● **EXERCISE INPUT**:
════════════════

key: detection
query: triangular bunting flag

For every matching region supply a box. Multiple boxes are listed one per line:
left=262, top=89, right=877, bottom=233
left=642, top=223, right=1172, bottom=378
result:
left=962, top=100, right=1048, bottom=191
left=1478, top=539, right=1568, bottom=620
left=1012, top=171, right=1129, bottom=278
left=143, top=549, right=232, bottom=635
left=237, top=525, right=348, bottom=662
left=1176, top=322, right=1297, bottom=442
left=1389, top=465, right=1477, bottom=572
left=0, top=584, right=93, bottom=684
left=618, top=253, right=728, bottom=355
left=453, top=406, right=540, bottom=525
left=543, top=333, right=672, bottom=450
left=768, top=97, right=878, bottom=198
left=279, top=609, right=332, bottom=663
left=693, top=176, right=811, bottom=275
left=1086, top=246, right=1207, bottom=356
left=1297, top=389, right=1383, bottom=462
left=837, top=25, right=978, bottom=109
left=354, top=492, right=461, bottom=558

════════════════

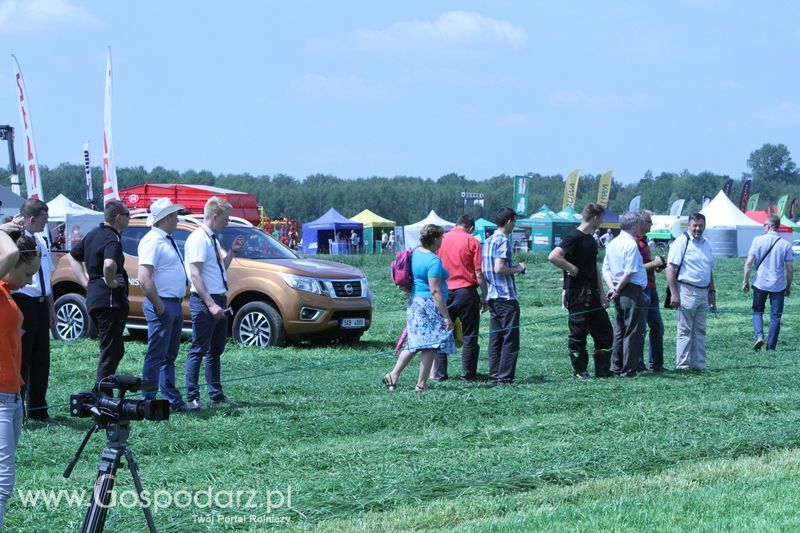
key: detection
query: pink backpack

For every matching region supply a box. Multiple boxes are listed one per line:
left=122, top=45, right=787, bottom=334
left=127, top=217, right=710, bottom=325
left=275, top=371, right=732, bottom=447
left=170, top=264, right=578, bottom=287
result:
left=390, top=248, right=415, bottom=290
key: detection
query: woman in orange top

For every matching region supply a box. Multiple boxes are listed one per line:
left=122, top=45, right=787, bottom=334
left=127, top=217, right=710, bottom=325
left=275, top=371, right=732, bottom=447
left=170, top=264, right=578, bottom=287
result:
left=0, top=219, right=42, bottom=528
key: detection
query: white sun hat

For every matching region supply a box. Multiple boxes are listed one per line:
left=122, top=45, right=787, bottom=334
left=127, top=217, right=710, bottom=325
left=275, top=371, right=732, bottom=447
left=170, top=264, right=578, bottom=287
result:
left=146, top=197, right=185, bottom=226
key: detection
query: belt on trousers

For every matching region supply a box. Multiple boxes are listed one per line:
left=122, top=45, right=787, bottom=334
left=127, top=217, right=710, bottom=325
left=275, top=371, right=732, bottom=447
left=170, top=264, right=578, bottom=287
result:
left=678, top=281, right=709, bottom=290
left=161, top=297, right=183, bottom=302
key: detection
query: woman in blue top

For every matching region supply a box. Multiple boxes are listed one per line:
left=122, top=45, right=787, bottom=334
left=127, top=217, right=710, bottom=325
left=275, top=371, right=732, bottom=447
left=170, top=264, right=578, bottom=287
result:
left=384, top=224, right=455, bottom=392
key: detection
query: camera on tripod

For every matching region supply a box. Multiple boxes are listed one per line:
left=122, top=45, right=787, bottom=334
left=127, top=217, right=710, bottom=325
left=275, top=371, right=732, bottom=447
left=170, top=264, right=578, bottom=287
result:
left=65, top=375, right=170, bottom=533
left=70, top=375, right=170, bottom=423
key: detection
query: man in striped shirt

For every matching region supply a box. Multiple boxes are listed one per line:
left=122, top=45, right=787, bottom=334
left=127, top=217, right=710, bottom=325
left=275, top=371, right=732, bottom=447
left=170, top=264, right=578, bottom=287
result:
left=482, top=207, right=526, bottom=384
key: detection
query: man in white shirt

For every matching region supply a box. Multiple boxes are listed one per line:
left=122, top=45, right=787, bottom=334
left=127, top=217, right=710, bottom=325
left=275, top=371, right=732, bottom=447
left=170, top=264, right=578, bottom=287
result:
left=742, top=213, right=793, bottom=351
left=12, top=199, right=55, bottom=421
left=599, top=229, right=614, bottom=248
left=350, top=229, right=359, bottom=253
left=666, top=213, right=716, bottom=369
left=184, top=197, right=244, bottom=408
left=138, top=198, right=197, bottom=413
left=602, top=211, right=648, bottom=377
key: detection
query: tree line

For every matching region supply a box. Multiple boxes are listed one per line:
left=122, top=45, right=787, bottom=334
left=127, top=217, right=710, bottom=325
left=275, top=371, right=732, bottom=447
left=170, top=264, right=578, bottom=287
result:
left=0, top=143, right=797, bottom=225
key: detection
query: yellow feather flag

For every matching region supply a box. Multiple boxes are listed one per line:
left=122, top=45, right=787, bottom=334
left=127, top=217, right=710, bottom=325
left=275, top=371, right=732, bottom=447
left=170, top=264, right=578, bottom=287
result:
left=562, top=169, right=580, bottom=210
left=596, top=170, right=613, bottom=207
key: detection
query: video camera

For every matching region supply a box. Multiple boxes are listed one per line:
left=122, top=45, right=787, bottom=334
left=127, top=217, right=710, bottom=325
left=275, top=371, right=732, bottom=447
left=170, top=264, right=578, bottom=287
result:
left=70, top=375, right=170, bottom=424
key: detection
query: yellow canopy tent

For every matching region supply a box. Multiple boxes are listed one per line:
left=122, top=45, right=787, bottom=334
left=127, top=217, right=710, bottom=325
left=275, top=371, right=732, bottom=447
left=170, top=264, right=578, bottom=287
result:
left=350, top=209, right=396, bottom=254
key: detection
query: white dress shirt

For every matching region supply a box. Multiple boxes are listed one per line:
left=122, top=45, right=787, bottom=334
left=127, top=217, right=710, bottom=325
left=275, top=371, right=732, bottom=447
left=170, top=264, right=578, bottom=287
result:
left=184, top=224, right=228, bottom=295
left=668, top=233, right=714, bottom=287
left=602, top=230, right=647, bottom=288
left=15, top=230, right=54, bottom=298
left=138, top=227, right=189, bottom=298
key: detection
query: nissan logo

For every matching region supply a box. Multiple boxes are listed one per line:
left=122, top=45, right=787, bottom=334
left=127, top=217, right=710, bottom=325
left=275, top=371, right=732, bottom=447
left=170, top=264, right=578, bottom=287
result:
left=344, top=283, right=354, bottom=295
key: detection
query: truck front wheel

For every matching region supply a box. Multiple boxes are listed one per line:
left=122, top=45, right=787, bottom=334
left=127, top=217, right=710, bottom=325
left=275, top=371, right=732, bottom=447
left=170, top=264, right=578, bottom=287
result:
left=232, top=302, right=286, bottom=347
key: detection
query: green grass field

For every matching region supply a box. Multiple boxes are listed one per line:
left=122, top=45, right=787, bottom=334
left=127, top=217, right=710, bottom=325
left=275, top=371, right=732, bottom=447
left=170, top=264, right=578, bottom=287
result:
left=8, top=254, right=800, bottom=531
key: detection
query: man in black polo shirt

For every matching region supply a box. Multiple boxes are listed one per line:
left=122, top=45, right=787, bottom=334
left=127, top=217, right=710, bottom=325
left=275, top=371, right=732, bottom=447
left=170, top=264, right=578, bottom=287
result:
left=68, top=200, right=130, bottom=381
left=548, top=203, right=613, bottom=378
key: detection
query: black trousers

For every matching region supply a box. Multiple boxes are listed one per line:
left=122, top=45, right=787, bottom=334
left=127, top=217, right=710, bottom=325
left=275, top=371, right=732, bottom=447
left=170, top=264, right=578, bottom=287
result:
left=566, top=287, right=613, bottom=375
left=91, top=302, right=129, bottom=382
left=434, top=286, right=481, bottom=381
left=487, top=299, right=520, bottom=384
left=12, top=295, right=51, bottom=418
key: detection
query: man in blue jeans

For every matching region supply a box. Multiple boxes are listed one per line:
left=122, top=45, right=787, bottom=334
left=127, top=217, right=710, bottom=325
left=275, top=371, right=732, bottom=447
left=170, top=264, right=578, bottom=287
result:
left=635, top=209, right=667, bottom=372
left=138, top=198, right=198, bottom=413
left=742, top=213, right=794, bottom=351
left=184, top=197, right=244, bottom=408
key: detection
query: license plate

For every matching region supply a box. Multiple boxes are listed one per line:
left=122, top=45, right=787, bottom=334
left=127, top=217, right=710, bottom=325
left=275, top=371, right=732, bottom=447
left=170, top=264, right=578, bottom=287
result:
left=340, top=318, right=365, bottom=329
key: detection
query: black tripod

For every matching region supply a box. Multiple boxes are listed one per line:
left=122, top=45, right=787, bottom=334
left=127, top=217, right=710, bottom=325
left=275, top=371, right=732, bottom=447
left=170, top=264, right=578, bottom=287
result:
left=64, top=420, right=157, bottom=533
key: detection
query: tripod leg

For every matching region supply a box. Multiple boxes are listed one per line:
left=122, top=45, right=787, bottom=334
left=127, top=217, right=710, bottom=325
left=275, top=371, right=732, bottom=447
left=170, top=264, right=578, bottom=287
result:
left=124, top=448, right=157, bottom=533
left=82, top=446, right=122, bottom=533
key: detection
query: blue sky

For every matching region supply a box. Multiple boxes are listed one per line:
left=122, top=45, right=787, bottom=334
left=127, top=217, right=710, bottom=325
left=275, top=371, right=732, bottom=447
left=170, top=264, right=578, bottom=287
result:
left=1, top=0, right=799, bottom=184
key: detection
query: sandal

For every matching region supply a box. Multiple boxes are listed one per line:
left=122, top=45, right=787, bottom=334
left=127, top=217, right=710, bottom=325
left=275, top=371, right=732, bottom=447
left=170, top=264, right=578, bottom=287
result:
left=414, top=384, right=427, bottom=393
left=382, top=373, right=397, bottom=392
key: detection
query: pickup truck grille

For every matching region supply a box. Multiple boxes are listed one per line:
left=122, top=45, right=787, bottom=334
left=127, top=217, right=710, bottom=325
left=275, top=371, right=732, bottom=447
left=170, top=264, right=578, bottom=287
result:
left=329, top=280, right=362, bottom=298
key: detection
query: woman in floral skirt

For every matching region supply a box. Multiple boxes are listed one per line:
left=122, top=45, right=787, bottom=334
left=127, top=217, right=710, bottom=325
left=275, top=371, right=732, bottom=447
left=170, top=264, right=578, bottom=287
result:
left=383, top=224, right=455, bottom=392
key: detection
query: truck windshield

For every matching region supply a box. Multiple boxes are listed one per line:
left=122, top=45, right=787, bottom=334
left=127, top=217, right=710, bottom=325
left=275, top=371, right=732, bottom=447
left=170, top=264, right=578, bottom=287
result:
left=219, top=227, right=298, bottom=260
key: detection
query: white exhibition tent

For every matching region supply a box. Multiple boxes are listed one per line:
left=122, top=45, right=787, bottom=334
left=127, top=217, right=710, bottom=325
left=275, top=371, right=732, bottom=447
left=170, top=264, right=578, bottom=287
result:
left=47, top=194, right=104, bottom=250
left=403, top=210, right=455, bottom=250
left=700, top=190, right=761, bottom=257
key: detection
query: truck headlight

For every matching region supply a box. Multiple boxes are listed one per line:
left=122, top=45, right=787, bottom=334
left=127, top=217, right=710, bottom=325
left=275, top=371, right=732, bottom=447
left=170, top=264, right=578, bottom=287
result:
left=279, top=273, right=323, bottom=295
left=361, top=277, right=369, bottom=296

════════════════

● **ACTIVITY**: All of the lines above that carry the string "black" need to be found and copied.

● **THE COMPLETED TASK**:
query: man in black polo shirt
query: black trousers
query: black tripod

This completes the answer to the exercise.